Text block:

"""

This, of course, does not prove that Jesus was unmarried before his preaching career. It does, however, make it very difficult to imagine that he was married to Mary Magdalene or to any of his followers. In his career as a religious leader – short-lived as it was – Jesus was a sexual nonconformist. Specifically, he had invested in the two-sided coin of economic disobligation and celibacy.
CHALLENGES
In my introduction and chapter 1, I surveyed the evolution of Christian thinking about Jesus’ sexuality. As misogynistic and fear-driven notions of sexuality evolved, the sexual identity of Jesus devolved. The second-century ascetics, I argued, arrived at a celibate Jesus with weak reasoning. Their ascetic Jesus – the Jesus who never defecated, left footprints, or wed – was a fiction of their own projections. While they may have been unwittingly correct about Jesus’ marital status, their rationale was illegitimate.
We in the Christianized West inherited our iconic Jesus from Christian asceticism. And here we arrive at an irony too thick to ignore: even though our assumptions about Jesus were wrong all along, we were unwittingly close to the right answer about Jesus. The celibate Jesus of our iconographic imagination was a fiction. But, in spite of ourselves, we were probably right about Jesus’ marital status, at least concerning his public career.

"""

Directions for this task: Continue the passage on Jesus' celibacy and marital status, picking up after its final sentence.

Listed records:
"""

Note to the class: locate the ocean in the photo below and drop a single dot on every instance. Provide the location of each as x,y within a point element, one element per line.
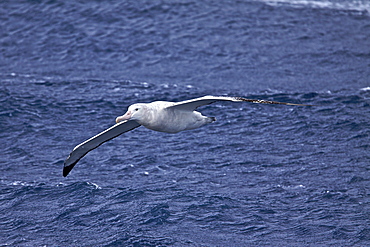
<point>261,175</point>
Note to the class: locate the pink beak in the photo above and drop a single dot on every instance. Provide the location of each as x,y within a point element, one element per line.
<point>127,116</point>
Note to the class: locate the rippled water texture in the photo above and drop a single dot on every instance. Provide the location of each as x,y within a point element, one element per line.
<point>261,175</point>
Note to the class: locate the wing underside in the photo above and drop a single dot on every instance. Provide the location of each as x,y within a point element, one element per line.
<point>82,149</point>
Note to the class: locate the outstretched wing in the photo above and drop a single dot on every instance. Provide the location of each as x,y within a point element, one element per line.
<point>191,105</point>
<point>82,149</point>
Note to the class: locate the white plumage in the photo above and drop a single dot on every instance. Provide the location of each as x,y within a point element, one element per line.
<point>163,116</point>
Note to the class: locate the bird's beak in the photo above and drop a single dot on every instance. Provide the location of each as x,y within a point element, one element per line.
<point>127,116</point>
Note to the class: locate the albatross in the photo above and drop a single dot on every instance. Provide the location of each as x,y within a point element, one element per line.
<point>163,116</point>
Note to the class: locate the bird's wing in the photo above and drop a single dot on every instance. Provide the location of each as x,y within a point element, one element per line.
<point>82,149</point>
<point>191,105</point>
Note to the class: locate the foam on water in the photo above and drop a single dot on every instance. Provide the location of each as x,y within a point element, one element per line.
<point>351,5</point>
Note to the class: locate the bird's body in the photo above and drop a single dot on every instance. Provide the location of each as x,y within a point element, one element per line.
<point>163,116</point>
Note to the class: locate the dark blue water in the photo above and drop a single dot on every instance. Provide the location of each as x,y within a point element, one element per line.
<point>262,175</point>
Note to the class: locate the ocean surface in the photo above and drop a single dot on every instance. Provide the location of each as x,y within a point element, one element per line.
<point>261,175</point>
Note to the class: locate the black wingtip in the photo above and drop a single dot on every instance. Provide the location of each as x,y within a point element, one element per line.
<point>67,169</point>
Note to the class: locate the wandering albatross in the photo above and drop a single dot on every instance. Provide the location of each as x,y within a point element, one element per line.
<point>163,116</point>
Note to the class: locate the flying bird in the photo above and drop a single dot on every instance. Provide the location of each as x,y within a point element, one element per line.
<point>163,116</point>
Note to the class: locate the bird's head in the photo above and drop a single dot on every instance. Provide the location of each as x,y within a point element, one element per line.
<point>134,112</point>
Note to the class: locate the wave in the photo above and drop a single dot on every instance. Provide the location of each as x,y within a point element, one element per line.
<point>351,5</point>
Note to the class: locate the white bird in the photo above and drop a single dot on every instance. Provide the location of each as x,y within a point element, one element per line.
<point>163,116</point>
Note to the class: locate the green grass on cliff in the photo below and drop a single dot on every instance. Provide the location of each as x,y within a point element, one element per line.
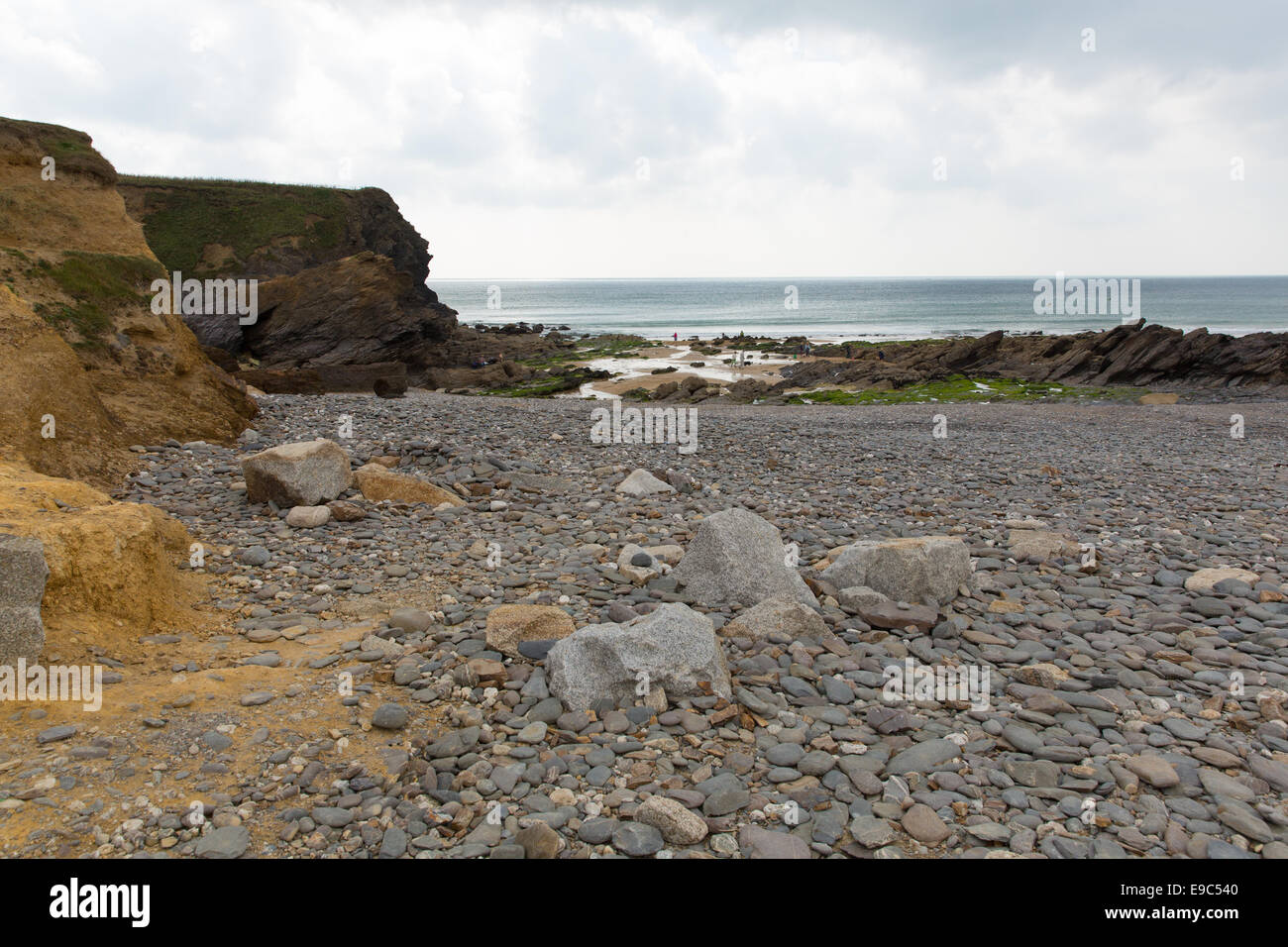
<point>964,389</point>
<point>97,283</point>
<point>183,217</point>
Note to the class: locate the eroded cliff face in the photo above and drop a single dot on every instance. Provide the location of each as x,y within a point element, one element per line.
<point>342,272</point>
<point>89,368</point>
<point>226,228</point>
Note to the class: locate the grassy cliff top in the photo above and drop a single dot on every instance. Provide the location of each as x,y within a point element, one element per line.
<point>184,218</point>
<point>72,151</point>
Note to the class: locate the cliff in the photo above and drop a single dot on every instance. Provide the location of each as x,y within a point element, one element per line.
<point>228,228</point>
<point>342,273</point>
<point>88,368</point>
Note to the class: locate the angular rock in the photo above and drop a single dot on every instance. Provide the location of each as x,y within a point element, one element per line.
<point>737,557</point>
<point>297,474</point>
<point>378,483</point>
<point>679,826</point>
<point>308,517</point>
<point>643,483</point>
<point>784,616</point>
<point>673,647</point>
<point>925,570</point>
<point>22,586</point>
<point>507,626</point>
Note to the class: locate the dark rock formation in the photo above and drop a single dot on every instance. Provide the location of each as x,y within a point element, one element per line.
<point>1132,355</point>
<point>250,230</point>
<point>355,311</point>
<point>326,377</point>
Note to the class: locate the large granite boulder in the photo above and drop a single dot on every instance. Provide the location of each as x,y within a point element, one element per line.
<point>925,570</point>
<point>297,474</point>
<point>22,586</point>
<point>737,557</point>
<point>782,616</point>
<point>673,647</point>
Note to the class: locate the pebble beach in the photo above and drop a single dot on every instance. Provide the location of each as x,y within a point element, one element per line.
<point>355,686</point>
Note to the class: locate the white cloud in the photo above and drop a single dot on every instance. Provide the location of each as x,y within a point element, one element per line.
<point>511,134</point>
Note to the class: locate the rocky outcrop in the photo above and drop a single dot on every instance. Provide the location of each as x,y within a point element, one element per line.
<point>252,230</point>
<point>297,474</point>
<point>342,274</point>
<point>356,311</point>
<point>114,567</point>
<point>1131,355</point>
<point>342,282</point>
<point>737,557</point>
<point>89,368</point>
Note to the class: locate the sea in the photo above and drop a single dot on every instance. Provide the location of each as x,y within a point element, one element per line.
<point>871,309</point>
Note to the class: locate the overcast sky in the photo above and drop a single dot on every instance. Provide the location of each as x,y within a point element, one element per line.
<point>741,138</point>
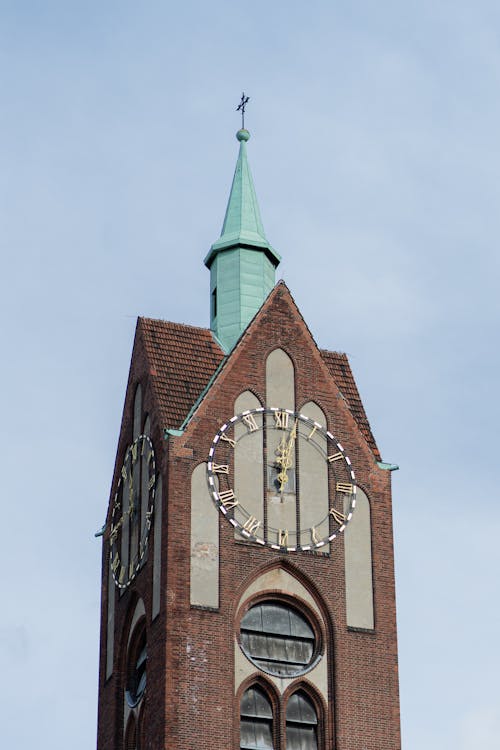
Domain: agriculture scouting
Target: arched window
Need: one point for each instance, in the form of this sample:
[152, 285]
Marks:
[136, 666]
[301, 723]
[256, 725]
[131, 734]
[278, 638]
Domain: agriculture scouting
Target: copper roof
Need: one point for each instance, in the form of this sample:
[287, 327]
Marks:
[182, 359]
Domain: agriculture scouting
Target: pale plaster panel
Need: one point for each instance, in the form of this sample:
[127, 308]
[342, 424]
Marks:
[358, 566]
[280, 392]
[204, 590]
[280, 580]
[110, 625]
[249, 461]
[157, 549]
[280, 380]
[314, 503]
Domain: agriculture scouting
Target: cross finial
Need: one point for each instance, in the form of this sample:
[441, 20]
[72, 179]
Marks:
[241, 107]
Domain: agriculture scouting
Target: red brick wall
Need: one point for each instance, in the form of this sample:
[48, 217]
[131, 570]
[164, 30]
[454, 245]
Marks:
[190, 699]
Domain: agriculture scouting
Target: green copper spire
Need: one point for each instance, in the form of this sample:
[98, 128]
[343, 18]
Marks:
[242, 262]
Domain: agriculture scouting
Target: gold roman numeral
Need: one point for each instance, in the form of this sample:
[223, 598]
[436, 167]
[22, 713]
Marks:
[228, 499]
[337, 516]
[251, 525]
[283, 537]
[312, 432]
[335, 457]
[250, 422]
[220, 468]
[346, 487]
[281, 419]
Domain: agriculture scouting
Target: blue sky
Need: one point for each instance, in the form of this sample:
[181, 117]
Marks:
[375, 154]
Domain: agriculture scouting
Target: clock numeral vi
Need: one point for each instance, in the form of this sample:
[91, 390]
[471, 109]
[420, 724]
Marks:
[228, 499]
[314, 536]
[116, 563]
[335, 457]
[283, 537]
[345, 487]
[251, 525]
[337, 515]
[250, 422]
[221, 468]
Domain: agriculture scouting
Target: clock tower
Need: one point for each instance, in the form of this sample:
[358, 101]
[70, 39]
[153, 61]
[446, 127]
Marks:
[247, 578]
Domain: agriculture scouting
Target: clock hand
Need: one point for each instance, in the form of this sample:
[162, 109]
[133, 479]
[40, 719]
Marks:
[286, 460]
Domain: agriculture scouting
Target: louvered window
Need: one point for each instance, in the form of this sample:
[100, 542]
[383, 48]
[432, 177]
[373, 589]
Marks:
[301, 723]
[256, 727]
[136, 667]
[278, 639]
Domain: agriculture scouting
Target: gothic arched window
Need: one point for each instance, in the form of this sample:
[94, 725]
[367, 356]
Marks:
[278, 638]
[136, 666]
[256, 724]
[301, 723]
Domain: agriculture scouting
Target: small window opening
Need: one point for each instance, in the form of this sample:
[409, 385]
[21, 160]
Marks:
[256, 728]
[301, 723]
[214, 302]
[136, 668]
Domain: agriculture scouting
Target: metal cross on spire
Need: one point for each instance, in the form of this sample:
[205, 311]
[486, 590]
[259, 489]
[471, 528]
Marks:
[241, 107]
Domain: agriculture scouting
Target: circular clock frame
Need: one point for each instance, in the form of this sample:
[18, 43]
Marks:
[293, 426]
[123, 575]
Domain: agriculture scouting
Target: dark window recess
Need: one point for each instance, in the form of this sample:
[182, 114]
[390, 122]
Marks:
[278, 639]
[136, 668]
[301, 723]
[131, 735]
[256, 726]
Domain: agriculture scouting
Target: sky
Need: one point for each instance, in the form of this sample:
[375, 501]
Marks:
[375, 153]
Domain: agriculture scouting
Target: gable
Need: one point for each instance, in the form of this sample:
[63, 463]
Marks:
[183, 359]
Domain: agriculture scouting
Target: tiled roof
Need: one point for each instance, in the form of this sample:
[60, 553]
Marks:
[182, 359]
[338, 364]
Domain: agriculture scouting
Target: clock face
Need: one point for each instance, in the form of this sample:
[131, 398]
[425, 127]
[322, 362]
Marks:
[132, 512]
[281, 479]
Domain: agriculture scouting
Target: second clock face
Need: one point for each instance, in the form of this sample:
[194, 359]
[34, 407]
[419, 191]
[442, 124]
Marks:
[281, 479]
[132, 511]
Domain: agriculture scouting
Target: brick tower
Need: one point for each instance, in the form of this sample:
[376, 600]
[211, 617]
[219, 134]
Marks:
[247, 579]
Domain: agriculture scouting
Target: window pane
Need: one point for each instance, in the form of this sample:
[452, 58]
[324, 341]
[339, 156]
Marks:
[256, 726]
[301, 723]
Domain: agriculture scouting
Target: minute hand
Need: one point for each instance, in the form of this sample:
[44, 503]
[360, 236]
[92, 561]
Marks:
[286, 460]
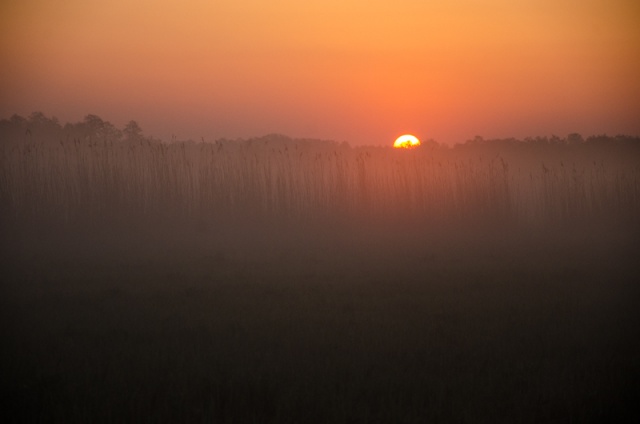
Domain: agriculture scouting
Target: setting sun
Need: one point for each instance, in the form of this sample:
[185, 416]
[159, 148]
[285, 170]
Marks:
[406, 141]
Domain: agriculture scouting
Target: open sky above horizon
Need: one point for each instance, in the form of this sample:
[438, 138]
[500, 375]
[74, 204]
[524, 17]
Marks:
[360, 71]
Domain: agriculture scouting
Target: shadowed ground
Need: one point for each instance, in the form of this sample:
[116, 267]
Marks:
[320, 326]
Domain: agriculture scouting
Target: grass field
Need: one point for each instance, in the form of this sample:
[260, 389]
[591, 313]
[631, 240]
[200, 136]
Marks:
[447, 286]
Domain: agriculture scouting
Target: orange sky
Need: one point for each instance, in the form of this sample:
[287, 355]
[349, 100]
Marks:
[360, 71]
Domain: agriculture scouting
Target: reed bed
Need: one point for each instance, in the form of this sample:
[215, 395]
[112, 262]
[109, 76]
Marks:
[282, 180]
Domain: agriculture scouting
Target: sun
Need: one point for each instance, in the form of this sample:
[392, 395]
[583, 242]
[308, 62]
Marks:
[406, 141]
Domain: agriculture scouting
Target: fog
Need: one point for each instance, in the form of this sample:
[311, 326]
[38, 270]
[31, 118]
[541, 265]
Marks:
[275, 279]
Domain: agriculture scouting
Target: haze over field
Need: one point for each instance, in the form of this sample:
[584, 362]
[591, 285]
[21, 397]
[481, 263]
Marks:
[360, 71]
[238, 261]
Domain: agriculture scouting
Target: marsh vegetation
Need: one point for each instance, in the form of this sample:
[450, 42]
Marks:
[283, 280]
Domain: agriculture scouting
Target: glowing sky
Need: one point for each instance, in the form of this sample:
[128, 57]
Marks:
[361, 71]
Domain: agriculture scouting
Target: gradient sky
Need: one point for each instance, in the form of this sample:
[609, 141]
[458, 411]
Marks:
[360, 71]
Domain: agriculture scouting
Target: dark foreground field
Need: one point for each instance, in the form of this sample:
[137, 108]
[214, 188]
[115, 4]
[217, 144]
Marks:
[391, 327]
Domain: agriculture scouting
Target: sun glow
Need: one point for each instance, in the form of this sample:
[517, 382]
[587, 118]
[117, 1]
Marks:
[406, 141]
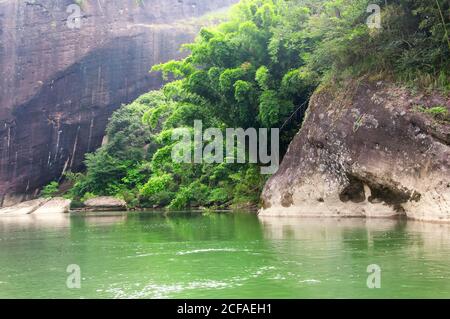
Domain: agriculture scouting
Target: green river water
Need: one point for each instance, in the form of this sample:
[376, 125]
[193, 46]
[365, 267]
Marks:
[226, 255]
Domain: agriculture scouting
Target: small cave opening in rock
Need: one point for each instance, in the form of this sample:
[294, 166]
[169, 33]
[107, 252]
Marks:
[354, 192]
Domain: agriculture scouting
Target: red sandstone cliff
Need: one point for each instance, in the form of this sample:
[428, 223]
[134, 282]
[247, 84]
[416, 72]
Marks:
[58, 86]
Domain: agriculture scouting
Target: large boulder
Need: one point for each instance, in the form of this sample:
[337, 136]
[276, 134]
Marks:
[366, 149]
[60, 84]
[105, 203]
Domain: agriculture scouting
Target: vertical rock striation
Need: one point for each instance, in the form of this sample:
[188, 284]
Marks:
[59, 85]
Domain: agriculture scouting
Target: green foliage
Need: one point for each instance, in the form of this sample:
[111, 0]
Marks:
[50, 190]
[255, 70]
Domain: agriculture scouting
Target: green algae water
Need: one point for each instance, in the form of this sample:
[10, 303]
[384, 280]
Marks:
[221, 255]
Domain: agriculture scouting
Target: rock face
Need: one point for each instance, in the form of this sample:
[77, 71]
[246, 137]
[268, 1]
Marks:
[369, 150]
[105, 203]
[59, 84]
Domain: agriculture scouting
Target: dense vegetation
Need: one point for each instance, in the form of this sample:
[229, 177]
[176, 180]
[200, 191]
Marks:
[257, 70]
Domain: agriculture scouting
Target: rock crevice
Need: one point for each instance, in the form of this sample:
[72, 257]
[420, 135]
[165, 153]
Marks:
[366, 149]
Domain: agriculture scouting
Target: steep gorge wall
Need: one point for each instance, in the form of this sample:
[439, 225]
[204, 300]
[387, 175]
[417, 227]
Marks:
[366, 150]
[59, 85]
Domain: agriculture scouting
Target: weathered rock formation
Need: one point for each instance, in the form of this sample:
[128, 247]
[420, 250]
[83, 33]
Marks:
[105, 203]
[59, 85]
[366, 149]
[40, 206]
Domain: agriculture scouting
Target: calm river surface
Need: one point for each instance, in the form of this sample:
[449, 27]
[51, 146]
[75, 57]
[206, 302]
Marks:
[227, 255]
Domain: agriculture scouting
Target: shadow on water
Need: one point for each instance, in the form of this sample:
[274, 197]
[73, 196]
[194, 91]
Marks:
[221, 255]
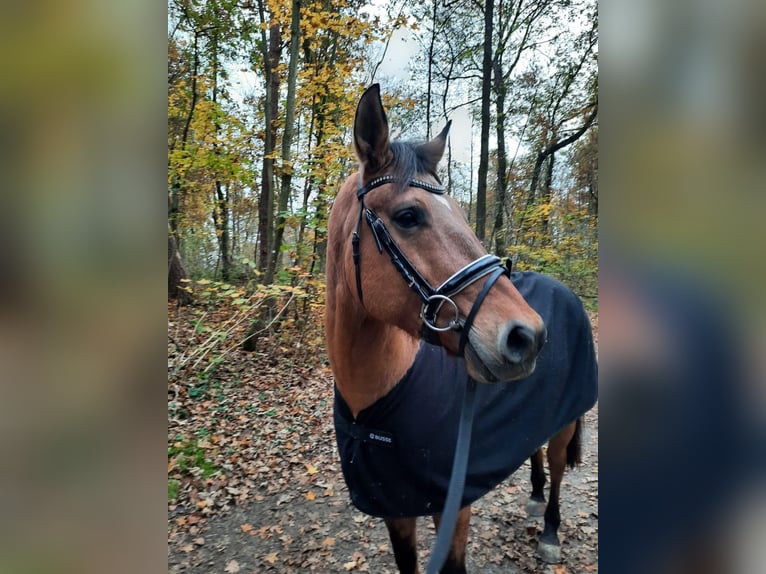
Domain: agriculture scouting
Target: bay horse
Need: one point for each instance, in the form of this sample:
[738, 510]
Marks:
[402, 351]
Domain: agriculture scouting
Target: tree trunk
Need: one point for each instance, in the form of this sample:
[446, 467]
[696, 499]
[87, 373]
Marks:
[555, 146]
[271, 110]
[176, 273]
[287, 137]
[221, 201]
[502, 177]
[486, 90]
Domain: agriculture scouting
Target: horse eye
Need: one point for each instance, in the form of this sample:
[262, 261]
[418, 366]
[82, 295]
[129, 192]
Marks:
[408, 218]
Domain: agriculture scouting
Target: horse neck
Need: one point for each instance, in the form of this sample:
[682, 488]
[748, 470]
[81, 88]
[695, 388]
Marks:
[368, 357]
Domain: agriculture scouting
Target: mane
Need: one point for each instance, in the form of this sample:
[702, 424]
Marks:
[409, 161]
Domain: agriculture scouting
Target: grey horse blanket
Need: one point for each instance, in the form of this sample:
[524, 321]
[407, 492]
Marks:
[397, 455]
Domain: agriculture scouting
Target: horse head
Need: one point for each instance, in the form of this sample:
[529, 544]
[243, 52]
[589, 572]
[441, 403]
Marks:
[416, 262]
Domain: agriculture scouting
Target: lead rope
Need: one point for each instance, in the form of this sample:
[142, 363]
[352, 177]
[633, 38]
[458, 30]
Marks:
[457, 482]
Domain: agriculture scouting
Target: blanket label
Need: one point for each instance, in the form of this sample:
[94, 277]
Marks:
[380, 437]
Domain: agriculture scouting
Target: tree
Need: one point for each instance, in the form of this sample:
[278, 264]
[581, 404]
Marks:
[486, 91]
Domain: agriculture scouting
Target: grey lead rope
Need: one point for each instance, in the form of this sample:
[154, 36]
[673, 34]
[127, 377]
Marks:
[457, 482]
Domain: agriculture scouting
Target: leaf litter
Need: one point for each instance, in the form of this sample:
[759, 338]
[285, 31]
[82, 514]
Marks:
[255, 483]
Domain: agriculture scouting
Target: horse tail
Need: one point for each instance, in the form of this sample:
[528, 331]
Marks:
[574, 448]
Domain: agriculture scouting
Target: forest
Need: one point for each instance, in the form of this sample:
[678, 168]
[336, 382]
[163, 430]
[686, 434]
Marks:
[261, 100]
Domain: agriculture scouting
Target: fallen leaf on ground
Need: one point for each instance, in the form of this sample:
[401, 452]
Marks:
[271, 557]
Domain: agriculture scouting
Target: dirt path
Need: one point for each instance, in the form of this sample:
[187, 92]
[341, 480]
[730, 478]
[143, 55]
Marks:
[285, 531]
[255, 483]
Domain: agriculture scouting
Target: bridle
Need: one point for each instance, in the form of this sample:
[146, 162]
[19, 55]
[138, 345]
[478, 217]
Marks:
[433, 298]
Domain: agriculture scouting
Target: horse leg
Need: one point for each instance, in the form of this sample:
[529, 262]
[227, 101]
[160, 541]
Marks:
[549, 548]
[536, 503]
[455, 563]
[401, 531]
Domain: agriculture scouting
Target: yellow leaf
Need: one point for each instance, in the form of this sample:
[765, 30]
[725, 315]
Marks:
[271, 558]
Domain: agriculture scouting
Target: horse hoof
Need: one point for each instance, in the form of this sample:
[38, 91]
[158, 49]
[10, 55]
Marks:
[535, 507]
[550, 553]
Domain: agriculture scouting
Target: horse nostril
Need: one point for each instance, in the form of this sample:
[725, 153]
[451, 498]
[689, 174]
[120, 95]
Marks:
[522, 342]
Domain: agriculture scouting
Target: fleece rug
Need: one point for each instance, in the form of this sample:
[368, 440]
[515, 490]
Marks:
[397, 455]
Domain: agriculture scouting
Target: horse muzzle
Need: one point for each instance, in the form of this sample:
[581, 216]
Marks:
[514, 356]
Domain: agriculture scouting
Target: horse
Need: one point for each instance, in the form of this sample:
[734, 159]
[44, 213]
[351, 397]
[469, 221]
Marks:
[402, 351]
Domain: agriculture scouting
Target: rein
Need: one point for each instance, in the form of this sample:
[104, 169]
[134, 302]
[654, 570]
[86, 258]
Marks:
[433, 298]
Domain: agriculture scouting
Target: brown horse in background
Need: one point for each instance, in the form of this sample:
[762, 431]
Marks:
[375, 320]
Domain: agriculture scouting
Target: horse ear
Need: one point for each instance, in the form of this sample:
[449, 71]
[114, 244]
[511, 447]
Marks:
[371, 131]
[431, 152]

"""

Answer section:
This little book is just one step along the way toward a better solution. The quest for the wife of Jesus will be ongoing and will produce a variety of conclusions. On this point I am certain. But perhaps some of the talking points raised in this book will serve as a guide for future historical constructs.
While this might seem an anticlimax for a book titled The Wife of Jesus, I would challenge my readers to remember that the “why” questions of history are just as important as the “what” questions. Jesus was not celibate because sex is sinful or because the Church has claimed status as the wife of Jesus. If true – if our most celebrated and despised icon was celibate for other reasons – we in the Christianized West will do well to reconsider our misogynistic and fear-driven notions of sexuality. Perhaps our notions of civic masculinity will become causalities on our continued quest for the wife of Jesus.